EXERCISE INSTRUCTIONS> This exercise asks for the records to be retyped exactly as they read.

GIVEN RECORDS>
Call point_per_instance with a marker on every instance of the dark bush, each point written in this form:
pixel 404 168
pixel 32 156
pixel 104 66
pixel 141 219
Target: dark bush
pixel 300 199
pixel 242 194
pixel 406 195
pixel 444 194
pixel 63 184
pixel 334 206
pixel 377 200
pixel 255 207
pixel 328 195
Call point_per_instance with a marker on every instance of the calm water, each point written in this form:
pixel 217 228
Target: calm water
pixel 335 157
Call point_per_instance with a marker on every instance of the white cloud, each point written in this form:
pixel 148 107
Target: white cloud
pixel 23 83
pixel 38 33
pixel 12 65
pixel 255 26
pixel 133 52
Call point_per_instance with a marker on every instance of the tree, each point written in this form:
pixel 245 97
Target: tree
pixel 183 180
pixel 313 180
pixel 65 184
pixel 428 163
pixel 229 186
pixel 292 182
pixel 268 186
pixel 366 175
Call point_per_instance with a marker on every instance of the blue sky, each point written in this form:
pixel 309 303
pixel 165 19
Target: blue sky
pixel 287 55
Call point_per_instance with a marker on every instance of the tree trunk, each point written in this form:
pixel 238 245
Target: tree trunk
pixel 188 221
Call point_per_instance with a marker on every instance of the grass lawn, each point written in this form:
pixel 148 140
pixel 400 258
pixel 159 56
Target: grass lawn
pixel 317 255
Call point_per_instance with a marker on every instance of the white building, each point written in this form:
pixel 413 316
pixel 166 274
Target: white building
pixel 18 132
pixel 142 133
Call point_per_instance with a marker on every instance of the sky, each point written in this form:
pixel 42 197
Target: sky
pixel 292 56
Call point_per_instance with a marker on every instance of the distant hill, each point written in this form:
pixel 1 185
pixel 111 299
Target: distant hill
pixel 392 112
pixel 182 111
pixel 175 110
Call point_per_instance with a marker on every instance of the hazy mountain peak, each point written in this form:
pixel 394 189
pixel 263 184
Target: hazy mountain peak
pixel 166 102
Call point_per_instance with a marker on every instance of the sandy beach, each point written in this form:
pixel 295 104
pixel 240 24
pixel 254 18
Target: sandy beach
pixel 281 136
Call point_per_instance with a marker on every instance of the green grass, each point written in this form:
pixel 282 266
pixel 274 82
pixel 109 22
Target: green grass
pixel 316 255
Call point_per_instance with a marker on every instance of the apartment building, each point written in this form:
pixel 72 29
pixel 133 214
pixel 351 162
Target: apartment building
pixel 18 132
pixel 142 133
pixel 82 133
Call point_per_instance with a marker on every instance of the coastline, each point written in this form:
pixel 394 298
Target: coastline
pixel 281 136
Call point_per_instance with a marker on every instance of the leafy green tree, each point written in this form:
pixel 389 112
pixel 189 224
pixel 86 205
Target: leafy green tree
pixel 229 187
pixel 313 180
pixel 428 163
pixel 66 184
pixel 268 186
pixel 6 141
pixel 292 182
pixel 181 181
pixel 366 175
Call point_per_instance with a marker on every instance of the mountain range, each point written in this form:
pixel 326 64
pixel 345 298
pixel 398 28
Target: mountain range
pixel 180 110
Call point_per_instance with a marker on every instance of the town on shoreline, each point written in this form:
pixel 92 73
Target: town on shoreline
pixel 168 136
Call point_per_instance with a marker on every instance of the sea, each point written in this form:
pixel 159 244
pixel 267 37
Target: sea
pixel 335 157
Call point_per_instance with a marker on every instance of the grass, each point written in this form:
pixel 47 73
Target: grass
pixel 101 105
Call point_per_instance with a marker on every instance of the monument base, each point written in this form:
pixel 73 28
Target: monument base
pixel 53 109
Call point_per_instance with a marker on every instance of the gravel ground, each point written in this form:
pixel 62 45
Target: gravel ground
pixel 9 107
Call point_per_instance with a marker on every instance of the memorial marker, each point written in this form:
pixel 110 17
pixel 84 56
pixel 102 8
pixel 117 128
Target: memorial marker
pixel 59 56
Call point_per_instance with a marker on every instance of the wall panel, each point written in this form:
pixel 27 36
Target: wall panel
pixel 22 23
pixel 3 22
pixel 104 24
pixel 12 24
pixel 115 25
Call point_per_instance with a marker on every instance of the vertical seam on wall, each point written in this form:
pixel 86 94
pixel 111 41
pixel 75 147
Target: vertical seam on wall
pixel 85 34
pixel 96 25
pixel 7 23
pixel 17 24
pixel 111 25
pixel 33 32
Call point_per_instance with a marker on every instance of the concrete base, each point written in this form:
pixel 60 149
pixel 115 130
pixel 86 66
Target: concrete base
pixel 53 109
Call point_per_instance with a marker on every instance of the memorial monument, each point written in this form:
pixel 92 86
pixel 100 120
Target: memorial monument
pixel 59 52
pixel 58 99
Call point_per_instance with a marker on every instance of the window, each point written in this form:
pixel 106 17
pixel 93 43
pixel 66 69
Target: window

WRITTEN ANSWER>
Call point_per_instance with a marker on every instance of the dark bush, each point written in this form:
pixel 404 168
pixel 32 156
pixel 104 66
pixel 141 219
Target: dark bush
pixel 300 199
pixel 242 194
pixel 406 195
pixel 444 194
pixel 63 184
pixel 334 206
pixel 377 200
pixel 255 207
pixel 328 195
Call point_per_instance with a marker on every instance of the calm water, each point written in this form:
pixel 217 228
Target: calm water
pixel 335 157
Call point_per_instance with a marker on every instance of the white cloud, each point written in this form:
pixel 148 107
Target: white cloud
pixel 23 83
pixel 38 33
pixel 12 65
pixel 255 26
pixel 133 52
Call point_per_instance with a marker on every instance of the tree, each point written in this form:
pixel 245 97
Target: tree
pixel 183 180
pixel 313 180
pixel 65 184
pixel 428 163
pixel 229 186
pixel 292 182
pixel 268 186
pixel 366 175
Call point_per_instance with a marker on every instance of the blue sky, each point written in this form:
pixel 309 303
pixel 165 19
Target: blue sky
pixel 287 55
Call point_per_instance with a marker on every instance of the tree trunk, each point written in this form:
pixel 238 245
Target: tree trunk
pixel 188 221
Call point_per_instance with a marker on every instance of the grass lawn, each point written in this form:
pixel 148 140
pixel 400 258
pixel 159 56
Target: grass lawn
pixel 317 255
Call point_per_instance with a marker on every instance of the white building, each point written in this form:
pixel 413 316
pixel 166 274
Target: white building
pixel 18 132
pixel 142 133
Call point_per_instance with a marker on every instance of the sky, each point written in this form:
pixel 42 197
Target: sky
pixel 292 56
Call point_per_instance with a marker on every instance of the distant hill, each point written in this form:
pixel 1 185
pixel 111 299
Target: distant hill
pixel 392 112
pixel 182 111
pixel 175 110
Call point_per_instance with a marker on every instance of the hazy mountain peak, each point written in this form:
pixel 394 189
pixel 263 184
Target: hazy mountain peak
pixel 166 102
Call point_per_instance with a marker on every instance of the sandy beach, each point written in this form:
pixel 295 104
pixel 240 24
pixel 254 18
Target: sandy beach
pixel 281 136
Call point_per_instance with a marker on every instance of the green grass, each point written in this form:
pixel 282 266
pixel 274 82
pixel 109 22
Target: green grass
pixel 316 255
Call point_per_instance with a marker on every instance of the apartment building, each point written in this form:
pixel 72 29
pixel 133 214
pixel 351 162
Target: apartment building
pixel 18 132
pixel 142 133
pixel 82 133
Call point_per_instance with a marker on every instance of the coastline, each point written in this form:
pixel 394 298
Target: coastline
pixel 281 136
Call point_per_instance with a marker on every instance of the leafy green tree, each point written in this form:
pixel 389 112
pixel 189 224
pixel 86 205
Target: leafy green tree
pixel 229 187
pixel 313 180
pixel 428 163
pixel 66 184
pixel 268 186
pixel 6 141
pixel 292 182
pixel 181 181
pixel 366 175
Call point_per_instance with a marker on every instance of the mountain range, each point written in this form:
pixel 326 64
pixel 345 298
pixel 398 28
Target: mountain range
pixel 180 110
Call point_per_instance with a marker on every instance of the town on shoreline, each point written in this form:
pixel 92 73
Target: town on shoreline
pixel 168 136
Call point_per_instance with a marker on every instance of the sea, each point written in this form:
pixel 159 244
pixel 267 37
Target: sea
pixel 335 157
Call point_per_instance with a marker on every instance of the grass, each point written in this form:
pixel 47 73
Target: grass
pixel 101 105
Call point_per_instance with a marker on every instance of the monument base, each point written in this form:
pixel 73 28
Target: monument base
pixel 53 109
Call point_per_instance with a marker on every instance of the gravel ground, each point written in this form:
pixel 62 45
Target: gravel ground
pixel 9 107
Call point_per_instance with a marker on every instance of the memorial marker, each point written in this form:
pixel 110 17
pixel 84 56
pixel 102 8
pixel 117 128
Target: memorial marker
pixel 59 56
Call point_per_instance with a marker on every instance of the wall panel, each point written in this form:
pixel 27 36
Target: wall panel
pixel 22 23
pixel 3 22
pixel 104 24
pixel 12 24
pixel 115 25
Call point_per_instance with a marker on every instance of the vertical seam on wall, each point written in this form:
pixel 86 94
pixel 111 41
pixel 75 147
Target: vertical seam on wall
pixel 85 34
pixel 96 25
pixel 7 23
pixel 17 24
pixel 111 25
pixel 33 32
Call point_per_instance with a marker on every instance of the concrete base, each point written in this form:
pixel 60 149
pixel 115 130
pixel 86 66
Target: concrete base
pixel 53 109
Call point_per_instance with a marker on every instance of the memorial monument, each point written in this form:
pixel 92 86
pixel 100 120
Target: memorial monument
pixel 59 52
pixel 58 99
Call point_per_instance with a marker on every instance of the window, each point written in this form:
pixel 106 17
pixel 93 43
pixel 66 69
Target: window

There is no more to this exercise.